## Task details
Starting with the line that contains "Return one point per instance of the tortoise leg", return every line through the end of the listing below exactly as written. Omit the pictures.

## Extracted entries
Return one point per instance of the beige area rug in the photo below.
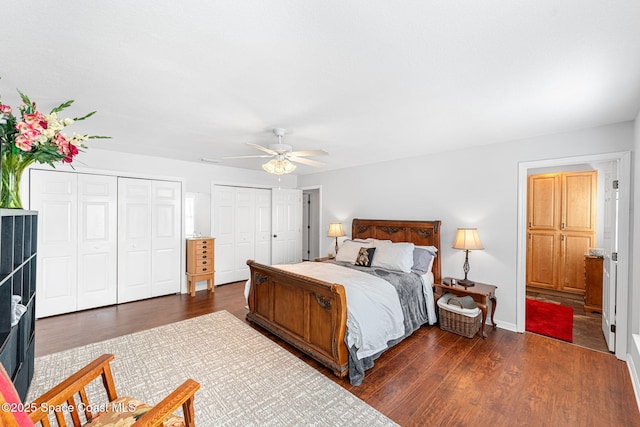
(245, 378)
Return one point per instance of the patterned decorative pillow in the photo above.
(365, 256)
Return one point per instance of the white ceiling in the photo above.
(366, 80)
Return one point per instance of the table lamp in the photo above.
(467, 239)
(336, 230)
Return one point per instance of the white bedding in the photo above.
(427, 289)
(374, 314)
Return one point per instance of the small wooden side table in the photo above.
(200, 263)
(481, 294)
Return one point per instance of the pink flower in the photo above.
(63, 144)
(27, 131)
(23, 143)
(37, 120)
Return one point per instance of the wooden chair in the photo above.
(61, 400)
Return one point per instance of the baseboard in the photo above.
(633, 362)
(503, 325)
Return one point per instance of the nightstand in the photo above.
(481, 294)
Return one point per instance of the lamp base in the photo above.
(466, 283)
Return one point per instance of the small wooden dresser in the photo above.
(593, 283)
(200, 263)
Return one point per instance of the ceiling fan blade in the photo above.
(265, 149)
(246, 157)
(304, 161)
(308, 153)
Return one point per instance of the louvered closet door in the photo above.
(97, 240)
(134, 239)
(54, 195)
(166, 239)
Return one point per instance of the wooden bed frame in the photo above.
(311, 314)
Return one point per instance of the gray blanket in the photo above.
(409, 288)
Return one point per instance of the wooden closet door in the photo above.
(542, 259)
(574, 247)
(561, 219)
(579, 191)
(543, 207)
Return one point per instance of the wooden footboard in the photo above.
(307, 313)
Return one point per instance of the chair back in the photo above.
(13, 417)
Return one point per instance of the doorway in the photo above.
(311, 233)
(617, 290)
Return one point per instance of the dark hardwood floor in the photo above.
(431, 378)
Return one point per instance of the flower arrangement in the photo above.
(34, 137)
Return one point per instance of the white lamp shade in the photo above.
(467, 239)
(336, 230)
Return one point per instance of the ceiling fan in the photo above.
(282, 155)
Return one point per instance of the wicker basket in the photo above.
(460, 324)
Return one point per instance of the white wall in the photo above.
(476, 187)
(198, 176)
(634, 273)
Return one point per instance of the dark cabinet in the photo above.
(18, 237)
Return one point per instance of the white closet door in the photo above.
(286, 226)
(54, 195)
(263, 226)
(244, 232)
(134, 239)
(97, 240)
(224, 233)
(166, 239)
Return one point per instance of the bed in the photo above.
(310, 311)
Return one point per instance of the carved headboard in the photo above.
(420, 233)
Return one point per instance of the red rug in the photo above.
(552, 320)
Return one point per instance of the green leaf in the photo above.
(24, 97)
(62, 106)
(84, 117)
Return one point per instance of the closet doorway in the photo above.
(611, 236)
(311, 224)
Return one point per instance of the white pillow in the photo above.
(394, 256)
(348, 251)
(433, 250)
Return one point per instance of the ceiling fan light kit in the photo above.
(279, 166)
(283, 156)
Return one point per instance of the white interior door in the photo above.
(244, 231)
(263, 226)
(286, 246)
(134, 239)
(166, 238)
(54, 195)
(610, 244)
(97, 240)
(224, 232)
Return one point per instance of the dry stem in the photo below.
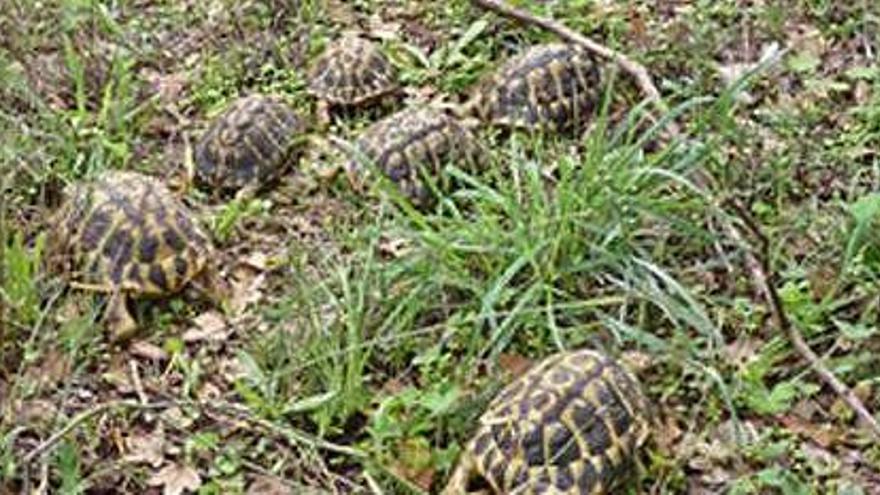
(758, 269)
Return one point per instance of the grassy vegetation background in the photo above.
(367, 335)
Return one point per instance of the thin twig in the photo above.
(760, 270)
(761, 273)
(636, 70)
(82, 417)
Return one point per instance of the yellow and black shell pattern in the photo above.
(125, 232)
(250, 143)
(551, 86)
(570, 425)
(409, 142)
(352, 71)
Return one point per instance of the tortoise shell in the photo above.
(551, 86)
(124, 233)
(352, 71)
(409, 140)
(249, 144)
(570, 425)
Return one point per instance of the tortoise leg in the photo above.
(118, 319)
(322, 115)
(461, 476)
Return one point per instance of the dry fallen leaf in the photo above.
(176, 479)
(147, 350)
(210, 326)
(265, 485)
(246, 291)
(146, 449)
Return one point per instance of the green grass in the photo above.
(386, 332)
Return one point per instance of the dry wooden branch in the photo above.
(760, 270)
(82, 417)
(636, 70)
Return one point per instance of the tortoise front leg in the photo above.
(118, 319)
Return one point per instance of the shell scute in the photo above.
(569, 425)
(550, 86)
(250, 143)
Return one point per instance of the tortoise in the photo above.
(351, 72)
(416, 137)
(125, 235)
(570, 425)
(552, 86)
(249, 145)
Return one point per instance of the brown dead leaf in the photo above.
(415, 463)
(176, 479)
(148, 350)
(210, 326)
(266, 485)
(169, 87)
(36, 412)
(54, 368)
(513, 363)
(394, 247)
(146, 449)
(246, 291)
(257, 260)
(823, 434)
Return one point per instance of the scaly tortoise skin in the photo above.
(351, 72)
(570, 425)
(124, 234)
(548, 87)
(249, 145)
(407, 140)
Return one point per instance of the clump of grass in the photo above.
(528, 256)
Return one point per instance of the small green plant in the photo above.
(67, 461)
(21, 268)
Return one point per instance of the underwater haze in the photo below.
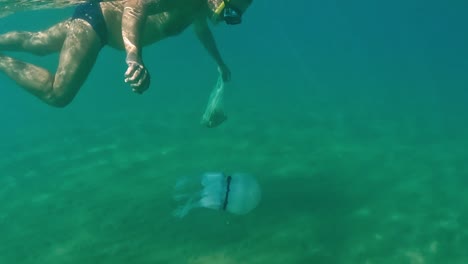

## Finished task
Return one point per instance of the tortoise leg in the photo above.
(118, 319)
(322, 115)
(461, 476)
Return one point per instance of the dry fallen leaf in the photo above.
(176, 479)
(147, 350)
(210, 326)
(265, 485)
(246, 291)
(146, 449)
Return one point per instance of the green grass in the photo above.
(386, 332)
Return one point per instance of the dry wooden branch in the photo above.
(760, 270)
(82, 417)
(636, 70)
Return one point per instance of the tortoise front leg in the photo above.
(118, 319)
Return one point per instance of the shell scute in the photo above.
(569, 425)
(550, 86)
(250, 143)
Return one point per instance of the tortoise in the photo above.
(351, 72)
(416, 137)
(125, 235)
(570, 425)
(552, 86)
(249, 145)
Return one point per instance of the brown dead leaf in the photo above.
(415, 463)
(176, 479)
(148, 350)
(210, 326)
(266, 485)
(169, 87)
(36, 412)
(54, 368)
(513, 363)
(394, 247)
(146, 449)
(246, 291)
(257, 260)
(823, 434)
Return one point per instance of the scaly tortoise skin in the photo above.
(351, 72)
(570, 425)
(124, 234)
(548, 87)
(249, 145)
(407, 140)
Return one point per instance of the clump of grass in the photo above.
(528, 256)
Return one point per instance of the small green plant in the photo above.
(67, 461)
(21, 268)
Return one point per instance of the underwater haze in the photo below.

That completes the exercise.